TASK REQUIREMENTS:
Among the lines below, which ones contain the word "driveway"? Copy every such line.

----

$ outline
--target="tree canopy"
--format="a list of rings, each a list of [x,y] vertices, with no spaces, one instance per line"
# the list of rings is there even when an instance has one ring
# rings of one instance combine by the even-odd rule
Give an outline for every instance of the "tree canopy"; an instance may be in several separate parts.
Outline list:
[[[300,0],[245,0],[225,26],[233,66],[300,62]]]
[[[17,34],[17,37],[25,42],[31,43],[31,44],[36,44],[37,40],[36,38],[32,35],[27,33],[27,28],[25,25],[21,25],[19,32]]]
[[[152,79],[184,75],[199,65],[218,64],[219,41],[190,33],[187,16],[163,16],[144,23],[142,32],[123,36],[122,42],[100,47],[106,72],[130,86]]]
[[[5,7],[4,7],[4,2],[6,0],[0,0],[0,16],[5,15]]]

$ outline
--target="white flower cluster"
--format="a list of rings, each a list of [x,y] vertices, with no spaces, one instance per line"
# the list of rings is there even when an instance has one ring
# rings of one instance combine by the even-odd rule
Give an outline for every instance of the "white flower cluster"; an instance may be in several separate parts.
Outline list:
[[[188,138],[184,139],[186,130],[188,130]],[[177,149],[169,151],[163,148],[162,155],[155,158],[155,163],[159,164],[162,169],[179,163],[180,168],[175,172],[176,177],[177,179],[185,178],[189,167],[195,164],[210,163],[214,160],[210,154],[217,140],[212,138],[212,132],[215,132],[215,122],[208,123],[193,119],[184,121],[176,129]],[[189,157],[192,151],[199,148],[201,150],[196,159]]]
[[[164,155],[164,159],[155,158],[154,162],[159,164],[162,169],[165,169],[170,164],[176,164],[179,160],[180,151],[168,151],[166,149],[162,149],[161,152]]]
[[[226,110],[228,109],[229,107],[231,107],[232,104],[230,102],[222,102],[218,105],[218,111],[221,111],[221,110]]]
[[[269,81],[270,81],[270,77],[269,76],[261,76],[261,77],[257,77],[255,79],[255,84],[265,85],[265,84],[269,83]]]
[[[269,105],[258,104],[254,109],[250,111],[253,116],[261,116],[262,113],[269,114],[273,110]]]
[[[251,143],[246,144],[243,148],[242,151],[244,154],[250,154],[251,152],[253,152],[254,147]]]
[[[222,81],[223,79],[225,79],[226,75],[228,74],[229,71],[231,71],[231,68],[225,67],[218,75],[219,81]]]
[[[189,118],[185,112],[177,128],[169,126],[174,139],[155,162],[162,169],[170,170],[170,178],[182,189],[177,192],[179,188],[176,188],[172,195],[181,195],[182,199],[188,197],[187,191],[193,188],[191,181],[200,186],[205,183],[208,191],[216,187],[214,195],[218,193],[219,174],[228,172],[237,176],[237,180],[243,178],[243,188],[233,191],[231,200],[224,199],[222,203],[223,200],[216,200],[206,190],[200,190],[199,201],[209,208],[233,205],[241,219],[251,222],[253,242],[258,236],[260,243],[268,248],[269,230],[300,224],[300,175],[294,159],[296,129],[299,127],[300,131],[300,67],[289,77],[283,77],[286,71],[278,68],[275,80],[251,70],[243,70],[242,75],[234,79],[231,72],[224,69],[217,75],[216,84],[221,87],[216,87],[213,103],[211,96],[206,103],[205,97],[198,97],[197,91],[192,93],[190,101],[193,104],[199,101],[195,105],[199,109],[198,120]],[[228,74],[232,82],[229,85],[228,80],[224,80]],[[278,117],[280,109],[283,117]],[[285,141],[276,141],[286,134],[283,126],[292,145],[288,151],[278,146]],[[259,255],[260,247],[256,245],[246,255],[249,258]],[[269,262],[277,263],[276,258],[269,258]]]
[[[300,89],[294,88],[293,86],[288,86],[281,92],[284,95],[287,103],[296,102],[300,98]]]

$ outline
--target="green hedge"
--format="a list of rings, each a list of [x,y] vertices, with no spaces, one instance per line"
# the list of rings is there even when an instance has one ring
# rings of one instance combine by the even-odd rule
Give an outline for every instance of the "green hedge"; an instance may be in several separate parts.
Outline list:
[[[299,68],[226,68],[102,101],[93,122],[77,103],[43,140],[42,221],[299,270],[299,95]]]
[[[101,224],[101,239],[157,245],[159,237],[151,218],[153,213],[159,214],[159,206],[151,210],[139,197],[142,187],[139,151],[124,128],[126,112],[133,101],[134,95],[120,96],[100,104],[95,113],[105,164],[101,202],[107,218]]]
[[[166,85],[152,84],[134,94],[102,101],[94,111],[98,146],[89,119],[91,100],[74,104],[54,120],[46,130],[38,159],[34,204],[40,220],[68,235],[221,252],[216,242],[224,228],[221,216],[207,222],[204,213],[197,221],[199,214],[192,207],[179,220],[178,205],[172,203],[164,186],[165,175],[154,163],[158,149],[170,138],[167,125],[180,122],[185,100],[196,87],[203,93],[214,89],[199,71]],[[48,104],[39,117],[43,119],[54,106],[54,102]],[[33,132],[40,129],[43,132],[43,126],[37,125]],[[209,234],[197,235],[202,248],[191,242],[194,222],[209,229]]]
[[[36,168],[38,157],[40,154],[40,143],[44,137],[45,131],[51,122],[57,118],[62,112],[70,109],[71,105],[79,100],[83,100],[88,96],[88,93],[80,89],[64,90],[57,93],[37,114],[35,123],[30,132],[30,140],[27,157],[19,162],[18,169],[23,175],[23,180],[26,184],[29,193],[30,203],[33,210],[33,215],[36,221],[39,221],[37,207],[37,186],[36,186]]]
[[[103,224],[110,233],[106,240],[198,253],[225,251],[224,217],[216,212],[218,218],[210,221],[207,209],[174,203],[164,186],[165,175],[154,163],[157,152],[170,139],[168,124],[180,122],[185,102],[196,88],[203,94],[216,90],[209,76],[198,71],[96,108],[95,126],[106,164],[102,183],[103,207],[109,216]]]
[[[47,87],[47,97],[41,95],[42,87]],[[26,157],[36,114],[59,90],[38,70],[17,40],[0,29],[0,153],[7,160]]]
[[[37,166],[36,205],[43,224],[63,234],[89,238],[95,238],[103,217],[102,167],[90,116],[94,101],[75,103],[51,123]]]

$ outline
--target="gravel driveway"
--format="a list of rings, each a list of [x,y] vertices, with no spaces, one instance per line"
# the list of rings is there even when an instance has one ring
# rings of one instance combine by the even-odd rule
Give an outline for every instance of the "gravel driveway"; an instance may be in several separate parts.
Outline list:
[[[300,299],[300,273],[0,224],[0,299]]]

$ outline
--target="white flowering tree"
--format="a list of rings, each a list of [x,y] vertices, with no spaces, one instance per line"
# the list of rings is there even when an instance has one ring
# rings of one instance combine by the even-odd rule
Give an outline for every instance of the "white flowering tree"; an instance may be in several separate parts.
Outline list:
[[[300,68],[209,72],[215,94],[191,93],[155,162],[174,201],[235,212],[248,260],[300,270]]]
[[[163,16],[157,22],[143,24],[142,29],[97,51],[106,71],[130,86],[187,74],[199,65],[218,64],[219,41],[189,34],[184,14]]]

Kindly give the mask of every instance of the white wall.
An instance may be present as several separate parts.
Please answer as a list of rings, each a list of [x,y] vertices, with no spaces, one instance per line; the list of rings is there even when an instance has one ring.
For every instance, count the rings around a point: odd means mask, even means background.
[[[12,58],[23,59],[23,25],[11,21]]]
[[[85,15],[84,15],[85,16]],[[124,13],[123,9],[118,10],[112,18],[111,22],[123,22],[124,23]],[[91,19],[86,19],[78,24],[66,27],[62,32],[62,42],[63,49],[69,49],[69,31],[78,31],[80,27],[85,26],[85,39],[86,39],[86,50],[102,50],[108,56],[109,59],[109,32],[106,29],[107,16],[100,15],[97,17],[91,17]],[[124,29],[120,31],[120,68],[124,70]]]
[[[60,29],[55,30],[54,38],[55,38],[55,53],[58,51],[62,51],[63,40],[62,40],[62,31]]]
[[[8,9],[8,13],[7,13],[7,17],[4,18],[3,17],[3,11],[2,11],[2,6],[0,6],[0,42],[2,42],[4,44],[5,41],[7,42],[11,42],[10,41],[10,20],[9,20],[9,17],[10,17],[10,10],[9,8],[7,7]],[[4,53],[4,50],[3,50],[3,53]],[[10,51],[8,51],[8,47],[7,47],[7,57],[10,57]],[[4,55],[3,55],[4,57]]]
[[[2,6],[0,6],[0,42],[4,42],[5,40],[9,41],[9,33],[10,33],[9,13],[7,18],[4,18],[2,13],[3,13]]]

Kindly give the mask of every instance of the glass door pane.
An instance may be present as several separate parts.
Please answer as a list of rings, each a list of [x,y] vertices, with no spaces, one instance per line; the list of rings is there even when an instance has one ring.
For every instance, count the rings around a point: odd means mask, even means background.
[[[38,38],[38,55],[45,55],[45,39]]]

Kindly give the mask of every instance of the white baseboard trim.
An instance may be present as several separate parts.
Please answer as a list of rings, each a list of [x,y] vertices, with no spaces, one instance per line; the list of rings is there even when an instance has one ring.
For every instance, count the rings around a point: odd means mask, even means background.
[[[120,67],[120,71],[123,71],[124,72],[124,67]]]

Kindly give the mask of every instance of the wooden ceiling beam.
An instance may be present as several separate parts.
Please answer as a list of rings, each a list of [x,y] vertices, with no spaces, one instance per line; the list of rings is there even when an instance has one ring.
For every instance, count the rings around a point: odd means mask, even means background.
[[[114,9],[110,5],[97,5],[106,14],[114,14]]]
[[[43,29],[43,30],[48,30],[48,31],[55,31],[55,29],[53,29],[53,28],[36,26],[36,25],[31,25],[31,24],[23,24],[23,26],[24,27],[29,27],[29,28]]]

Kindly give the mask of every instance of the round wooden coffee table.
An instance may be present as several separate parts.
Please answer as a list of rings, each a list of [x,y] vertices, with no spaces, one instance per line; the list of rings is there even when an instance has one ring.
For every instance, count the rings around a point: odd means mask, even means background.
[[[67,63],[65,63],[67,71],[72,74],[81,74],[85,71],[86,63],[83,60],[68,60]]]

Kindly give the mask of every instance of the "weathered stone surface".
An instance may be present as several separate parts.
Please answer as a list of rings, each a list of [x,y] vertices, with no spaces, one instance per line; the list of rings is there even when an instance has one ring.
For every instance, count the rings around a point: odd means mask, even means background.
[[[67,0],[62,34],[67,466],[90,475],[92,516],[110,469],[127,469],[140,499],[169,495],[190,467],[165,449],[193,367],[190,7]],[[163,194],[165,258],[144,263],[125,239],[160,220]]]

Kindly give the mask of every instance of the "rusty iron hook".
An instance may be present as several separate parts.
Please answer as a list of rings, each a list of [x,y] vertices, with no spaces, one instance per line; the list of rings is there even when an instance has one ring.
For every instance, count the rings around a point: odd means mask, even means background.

----

EXERCISE ANSWER:
--target="gravel driveway"
Give an outline for every instance of the "gravel driveway"; an instance may be in several separate parts.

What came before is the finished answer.